**Given request a:**
Answer these questions on the text about the Ice Age National Scientific Reserve, one per line:
(i) In what year did the U.S. Congress authorize the creation of a cooperative reserve?
(ii) How many sites in Wisconsin make up the reserve?
(iii) Which body administers the units of the reserve?

**Text provided:**
---
= Ice Age National Scientific Reserve =

Multi-unit protected area in Wisconsin, USA

Ice Age National Scientific Reserve
Hold cursor over locations to display park name;
click to go to unit article.

The Ice Age National Scientific Reserve is an affiliated area of the National Park System of the United States comprising nine sites in Wisconsin that preserve geological evidence of glaciation. To protect the scientific and scenic value of the landforms, the U.S. Congress authorized the creation of a cooperative reserve in 1964. The scientific reserve was established in 1971 and today encompasses some 32500 acre. The landforms are the result of the Wisconsin glaciation during the last glacial period, which lasted from about 110,000 to 10,000 years ago.

The nine units of the reserve, mostly Wisconsin state parks or other protected areas, are administered by the Wisconsin Department of Natural Resources. Several units are not yet developed for visitation, having only minimal trails and no interpretive installations. Planning was underway As of 2012 for the future development and management of the Cross Plains unit. Several of the sites are joined by the Ice Age National Scenic Trail, but the reserve is a separate entity. Units of the reserve that charge state park access fees also accept federal passes.
---
**Task inputs:**

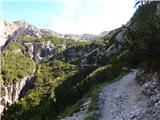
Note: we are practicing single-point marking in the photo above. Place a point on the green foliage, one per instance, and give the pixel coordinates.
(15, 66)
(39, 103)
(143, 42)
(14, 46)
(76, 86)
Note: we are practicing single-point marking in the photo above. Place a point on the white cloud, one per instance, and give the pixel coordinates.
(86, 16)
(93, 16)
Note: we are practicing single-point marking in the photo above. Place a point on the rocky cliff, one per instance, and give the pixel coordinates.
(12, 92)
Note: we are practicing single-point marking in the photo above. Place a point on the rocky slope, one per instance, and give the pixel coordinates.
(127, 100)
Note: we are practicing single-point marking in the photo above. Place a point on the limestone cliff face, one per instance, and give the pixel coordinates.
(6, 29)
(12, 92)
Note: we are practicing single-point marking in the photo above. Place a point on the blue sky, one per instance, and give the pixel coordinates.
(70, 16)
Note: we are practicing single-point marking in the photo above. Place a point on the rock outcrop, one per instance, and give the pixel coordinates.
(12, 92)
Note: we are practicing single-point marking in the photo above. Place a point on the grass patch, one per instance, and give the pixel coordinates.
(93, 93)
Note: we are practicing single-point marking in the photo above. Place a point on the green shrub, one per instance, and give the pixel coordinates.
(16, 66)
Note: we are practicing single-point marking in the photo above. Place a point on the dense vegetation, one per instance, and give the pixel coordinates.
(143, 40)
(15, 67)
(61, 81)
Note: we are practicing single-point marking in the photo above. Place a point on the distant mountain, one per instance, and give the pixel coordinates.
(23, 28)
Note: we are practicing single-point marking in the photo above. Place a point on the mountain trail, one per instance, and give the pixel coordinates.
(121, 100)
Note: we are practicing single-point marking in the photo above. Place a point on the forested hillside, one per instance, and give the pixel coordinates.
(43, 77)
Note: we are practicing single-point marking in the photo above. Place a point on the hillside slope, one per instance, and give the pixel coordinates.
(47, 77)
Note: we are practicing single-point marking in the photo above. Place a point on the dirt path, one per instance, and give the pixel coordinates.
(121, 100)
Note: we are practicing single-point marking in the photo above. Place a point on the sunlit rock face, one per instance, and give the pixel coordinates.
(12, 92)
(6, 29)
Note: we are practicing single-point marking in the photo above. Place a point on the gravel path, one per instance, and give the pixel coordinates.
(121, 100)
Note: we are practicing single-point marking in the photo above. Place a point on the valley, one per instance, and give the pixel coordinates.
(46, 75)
---
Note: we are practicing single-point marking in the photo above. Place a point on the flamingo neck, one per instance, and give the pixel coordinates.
---
**Given request b:**
Collect every line in the entries above that contains the word "green". Case counts.

**Complete output a:**
(i) 1964
(ii) Nine
(iii) The Wisconsin Department of Natural Resources

**Complete output b:**
Note: we are practicing single-point marking in the photo above. Place a point on the green foliage, one per instance, and give the pixel coordinates.
Note: we are practicing single-point marking in the photo above. Place a point on the green shrub, one per instance, and give the pixel coordinates.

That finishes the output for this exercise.